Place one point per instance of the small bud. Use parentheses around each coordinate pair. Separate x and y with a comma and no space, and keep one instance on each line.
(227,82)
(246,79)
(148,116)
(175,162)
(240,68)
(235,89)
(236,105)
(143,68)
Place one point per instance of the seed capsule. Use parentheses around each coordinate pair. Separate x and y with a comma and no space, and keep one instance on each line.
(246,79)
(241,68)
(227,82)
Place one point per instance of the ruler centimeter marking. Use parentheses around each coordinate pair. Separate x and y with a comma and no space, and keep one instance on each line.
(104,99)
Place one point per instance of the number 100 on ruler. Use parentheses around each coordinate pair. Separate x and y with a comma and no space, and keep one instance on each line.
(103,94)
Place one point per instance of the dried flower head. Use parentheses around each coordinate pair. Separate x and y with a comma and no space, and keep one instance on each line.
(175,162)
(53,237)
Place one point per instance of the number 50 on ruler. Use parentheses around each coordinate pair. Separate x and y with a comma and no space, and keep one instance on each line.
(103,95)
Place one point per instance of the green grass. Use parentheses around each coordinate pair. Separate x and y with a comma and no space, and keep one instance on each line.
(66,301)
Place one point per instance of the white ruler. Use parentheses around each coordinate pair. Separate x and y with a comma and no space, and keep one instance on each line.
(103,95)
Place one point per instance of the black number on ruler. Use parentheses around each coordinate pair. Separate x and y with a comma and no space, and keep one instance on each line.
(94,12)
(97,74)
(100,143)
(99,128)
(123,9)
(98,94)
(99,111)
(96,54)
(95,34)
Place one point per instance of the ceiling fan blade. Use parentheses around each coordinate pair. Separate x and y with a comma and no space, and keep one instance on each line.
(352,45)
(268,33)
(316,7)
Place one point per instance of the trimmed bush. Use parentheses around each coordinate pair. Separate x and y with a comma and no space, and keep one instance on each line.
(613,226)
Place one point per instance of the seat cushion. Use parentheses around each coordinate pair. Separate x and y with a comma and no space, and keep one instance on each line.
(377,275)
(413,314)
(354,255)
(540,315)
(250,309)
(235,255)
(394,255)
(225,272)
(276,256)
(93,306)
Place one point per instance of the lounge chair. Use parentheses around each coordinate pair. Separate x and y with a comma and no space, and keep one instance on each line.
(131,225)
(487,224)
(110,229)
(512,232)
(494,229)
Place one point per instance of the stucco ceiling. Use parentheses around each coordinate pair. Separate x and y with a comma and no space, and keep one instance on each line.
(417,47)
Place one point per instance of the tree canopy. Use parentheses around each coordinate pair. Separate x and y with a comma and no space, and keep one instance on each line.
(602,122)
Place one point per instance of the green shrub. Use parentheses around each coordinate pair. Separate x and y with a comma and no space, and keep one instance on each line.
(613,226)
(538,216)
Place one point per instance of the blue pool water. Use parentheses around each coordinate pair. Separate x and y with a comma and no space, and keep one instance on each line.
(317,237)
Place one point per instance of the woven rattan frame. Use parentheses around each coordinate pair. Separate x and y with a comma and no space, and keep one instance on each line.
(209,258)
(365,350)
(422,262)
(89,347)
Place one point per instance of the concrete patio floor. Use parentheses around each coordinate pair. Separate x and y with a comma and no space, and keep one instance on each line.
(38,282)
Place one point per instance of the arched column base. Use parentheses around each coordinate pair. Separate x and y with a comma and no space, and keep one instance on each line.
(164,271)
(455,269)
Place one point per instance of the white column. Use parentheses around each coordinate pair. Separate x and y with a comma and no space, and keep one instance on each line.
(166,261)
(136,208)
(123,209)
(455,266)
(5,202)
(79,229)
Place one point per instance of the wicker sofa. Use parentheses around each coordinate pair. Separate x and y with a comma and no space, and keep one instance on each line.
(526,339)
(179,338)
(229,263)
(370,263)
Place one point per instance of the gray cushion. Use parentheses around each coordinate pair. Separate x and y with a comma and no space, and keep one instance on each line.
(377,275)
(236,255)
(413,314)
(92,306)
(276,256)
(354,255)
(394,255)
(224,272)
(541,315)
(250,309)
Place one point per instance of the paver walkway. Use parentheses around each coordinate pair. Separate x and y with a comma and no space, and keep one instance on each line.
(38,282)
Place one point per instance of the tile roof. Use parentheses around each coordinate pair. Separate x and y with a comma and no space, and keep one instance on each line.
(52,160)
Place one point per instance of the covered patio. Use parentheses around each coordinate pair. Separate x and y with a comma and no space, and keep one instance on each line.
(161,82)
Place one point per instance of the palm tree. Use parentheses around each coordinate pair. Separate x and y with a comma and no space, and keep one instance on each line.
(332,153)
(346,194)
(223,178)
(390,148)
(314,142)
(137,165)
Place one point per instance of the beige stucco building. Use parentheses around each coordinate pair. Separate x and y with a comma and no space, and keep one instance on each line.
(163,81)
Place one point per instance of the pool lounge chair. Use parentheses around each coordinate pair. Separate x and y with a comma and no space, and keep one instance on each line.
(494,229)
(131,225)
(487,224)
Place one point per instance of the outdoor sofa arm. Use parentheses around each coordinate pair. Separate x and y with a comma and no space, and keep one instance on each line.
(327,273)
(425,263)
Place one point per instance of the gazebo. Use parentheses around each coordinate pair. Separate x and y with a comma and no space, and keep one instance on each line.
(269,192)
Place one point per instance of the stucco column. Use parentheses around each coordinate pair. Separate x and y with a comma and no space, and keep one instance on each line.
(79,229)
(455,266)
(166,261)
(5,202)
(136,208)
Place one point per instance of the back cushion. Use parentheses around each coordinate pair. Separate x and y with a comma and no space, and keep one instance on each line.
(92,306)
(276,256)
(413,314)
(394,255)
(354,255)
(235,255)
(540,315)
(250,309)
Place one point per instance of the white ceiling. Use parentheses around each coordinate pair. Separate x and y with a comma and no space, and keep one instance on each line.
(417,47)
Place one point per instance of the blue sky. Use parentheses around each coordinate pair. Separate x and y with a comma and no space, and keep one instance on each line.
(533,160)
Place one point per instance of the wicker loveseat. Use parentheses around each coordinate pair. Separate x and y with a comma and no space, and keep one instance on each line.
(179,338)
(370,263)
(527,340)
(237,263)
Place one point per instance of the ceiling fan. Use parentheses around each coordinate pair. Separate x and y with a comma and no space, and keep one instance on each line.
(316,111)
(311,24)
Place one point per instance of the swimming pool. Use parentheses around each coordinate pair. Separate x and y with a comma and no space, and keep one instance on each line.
• • • •
# What the exercise asks:
Rewrite all of the records above, swapping every "Place one point per instance" for "Mark one point for each instance" and keeping everything else unchanged.

# Task solution:
Mark one point for each instance of the small bud. Use parentheses around each coordinate pair. Separate x and y with a comma and no space, and keep one instance on each line.
(227,82)
(246,79)
(148,116)
(175,162)
(240,68)
(235,89)
(236,105)
(143,68)
Mark one point for each instance of the seed capsule. Use parentheses around each coordinate pair. Separate x and y with a comma and no space, and keep one instance on each line.
(246,79)
(241,68)
(227,82)
Mark one point for each instance of the ruler centimeter marking. Use parentheses around each coordinate pair. Separate x and y with a comma and no space, and keep one instance on each line.
(104,99)
Mark one point for each instance of the number 100 on ruler. Use parentheses around each coordinate pair. Separate x and y with a comma and no space, and keep one instance on each line.
(103,94)
Mark one point for each instance of the dried flower head. Use parentheses around each coordinate pair. Separate x and y with a comma and no space, and keep one instance on each line.
(175,162)
(53,237)
Mark one point for each instance of the number 50 on ruler. Use parentheses around each coordinate pair. Separate x and y with a comma and no space, and keep one instance on each line.
(103,95)
Mark one point for each instance of the green grass. Use parentheses around each coordinate pair. Separate x and y with a comma and no space, and keep one instance on each line.
(66,301)
Mark one point for each instance of the white ruler. Use parentheses around each coordinate pair. Separate x and y with a comma and no space, and keep one instance on each line.
(103,95)
Mark one point for each instance of the black number on ruler. Use parentheses around each coordinate pair. Separate x and y with a comma and no space, and keep one instance on each line.
(94,12)
(97,74)
(100,143)
(99,128)
(123,9)
(98,94)
(99,111)
(96,54)
(95,34)
Mark one point for each instance of the ceiling fan blade. Use parentheses around each coordinate pair. Separate x and y with a comma and no space, and keep one instance on each line.
(352,45)
(268,33)
(316,7)
Mark one point for each instance of the trimmed bush. Use parentheses around each coordinate pair. Separate x and y with a comma and no space, and keep one instance on each line.
(613,226)
Mark one point for each instance of the seat cushion. Use parentheses around each coordinate pair. Separate x and y with a comma and no space, and keep one instance on each line.
(377,275)
(413,314)
(354,255)
(540,315)
(250,309)
(235,255)
(394,255)
(225,272)
(276,256)
(93,306)
Mark one point for each instance of the lounge chair. Use parentheses around each coordinate pair. Separate x and y with a comma and no space, and keep one instance on each line.
(131,225)
(487,224)
(110,229)
(512,232)
(494,229)
Mark one point for each instance of the stucco ceiling. Use parentheses around each coordinate pair. Separate x and y with a comma and no space, and keep one instance on each line.
(417,47)
Mark one point for each instance of the tree canopy. Use parentheses around each coordinate pair. Separate x and y with a comma and no space, and keep one instance on each line.
(602,122)
Mark one point for each instance of the green shrub. Use parentheses around each coordinate pair. Separate x and y with a comma and no space, and keep one instance on each line.
(613,226)
(538,216)
Mark one point for each instance of the blue pool water. Use parentheses around each coordinate pair. Separate x and y with a comma and no space, and keep one instance on each line.
(317,237)
Mark one point for each instance of the woven rattan frame. Use parentheses around each coordinate pair. Separate x and y with a comma and no space, and keep one instance on each line.
(209,258)
(365,350)
(422,262)
(89,347)
Mark one point for each instance of the concrete patio floor. Use parentheses around each coordinate pair. Separate x and y with a comma and no space, and keep one instance on each line.
(38,282)
Mark one point for each instance of the arched column base. Use parentheses around each coordinate pair. Separate x and y with a comma and no space, and keep one instance on each line.
(164,271)
(455,269)
Mark one point for each instance of the white column. Use parentheses around each coordinate pair. Separate x and y with a comma and no space, and keep one instance on each line.
(166,261)
(136,208)
(123,209)
(455,266)
(5,202)
(79,229)
Mark one point for each instance of the wicker sofa. Use parentheses around each coordinate pair. Separate x and y with a comma and no space, and keep one instance on each line.
(526,339)
(179,338)
(229,263)
(370,263)
Mark one point for each instance of the gray cushion. Use parentheses around each coordinate pair. Separate x and y with a comma and no space, and keep one instance on each line.
(377,275)
(236,255)
(413,314)
(92,306)
(276,256)
(354,255)
(394,255)
(224,272)
(541,315)
(250,309)
Mark one point for each instance of the paver walkway. Use parentheses around each coordinate pair. Separate x and y with a comma and no space, and keep one instance on each line.
(38,282)
Mark one point for each instance of the tile roof. Use parentheses around each coordinate pair. Separate x and y with a comma and no space, and keep one instance on each line.
(52,160)
Mark one point for each instance of the covered patio. Use parentheses around each coordinate pair. Separate x and y with a comma and no space, and keep one instance on each line.
(161,82)
Mark one point for each instance of the palm tree. Use parentheses around each coordinate pair. Separate x and y with a comma and no space, and keep one instance on each line.
(332,153)
(346,194)
(223,178)
(390,148)
(314,142)
(137,165)
Mark one point for each instance of the beige stucco building. Use parentheses around each coordinate pair. Separate x and y with a comma and no space, and keep one instance on each line.
(163,81)
Mark one point for each instance of the pool lounge chair. Use parentheses around each coordinate pair. Separate x and y with a comma and no space, and keep one instance on each line.
(494,229)
(131,225)
(487,224)
Mark one point for each instance of the outdoor sofa arm. Use parentheses around each coordinate pair. Separate x and y with a comma and no space, and keep one instance on each line.
(327,273)
(425,263)
Mark one point for each instance of the gazebo. Use parentheses around each coordinate pair. Separate x and y with a comma and no space, and keep one instance on each line.
(269,192)
Mark one point for each instance of the stucco column. Use parentheses around each coordinate pair. Separate x and y with a comma and no space, and keep one instance on each line.
(79,229)
(455,266)
(166,261)
(5,202)
(136,208)
Mark one point for each instance of the back cushion. Use parentheses around each coordinate pair. Separate x and y with a comma and no space, and keep one instance on each line.
(92,306)
(276,256)
(413,314)
(394,255)
(354,255)
(235,255)
(540,315)
(250,309)
Mark one point for each instance of the white ceiling. Use parentheses around each coordinate pair. Separate x and y with a comma and no space, and keep one instance on each line.
(417,47)
Mark one point for each instance of the blue sky. Use parentheses around each coordinate pair. Separate x and y with a comma and no space, and keep one instance on each line.
(533,160)
Mark one point for each instance of the wicker loveseat. Use parentheses around each coordinate pair. Separate x and y with a comma and no space, and keep one instance on each line.
(179,338)
(370,263)
(527,340)
(237,263)
Mark one point for each instance of the ceiling fan. Use parentheses around each coordinate pair. Separate x and y with a comma and no space, and keep one instance on each line.
(316,111)
(311,24)
Mark one point for each instance of the swimming pool. Use parentheses around each coordinate pair. Separate x and y with a comma and no space, and keep one instance on each line.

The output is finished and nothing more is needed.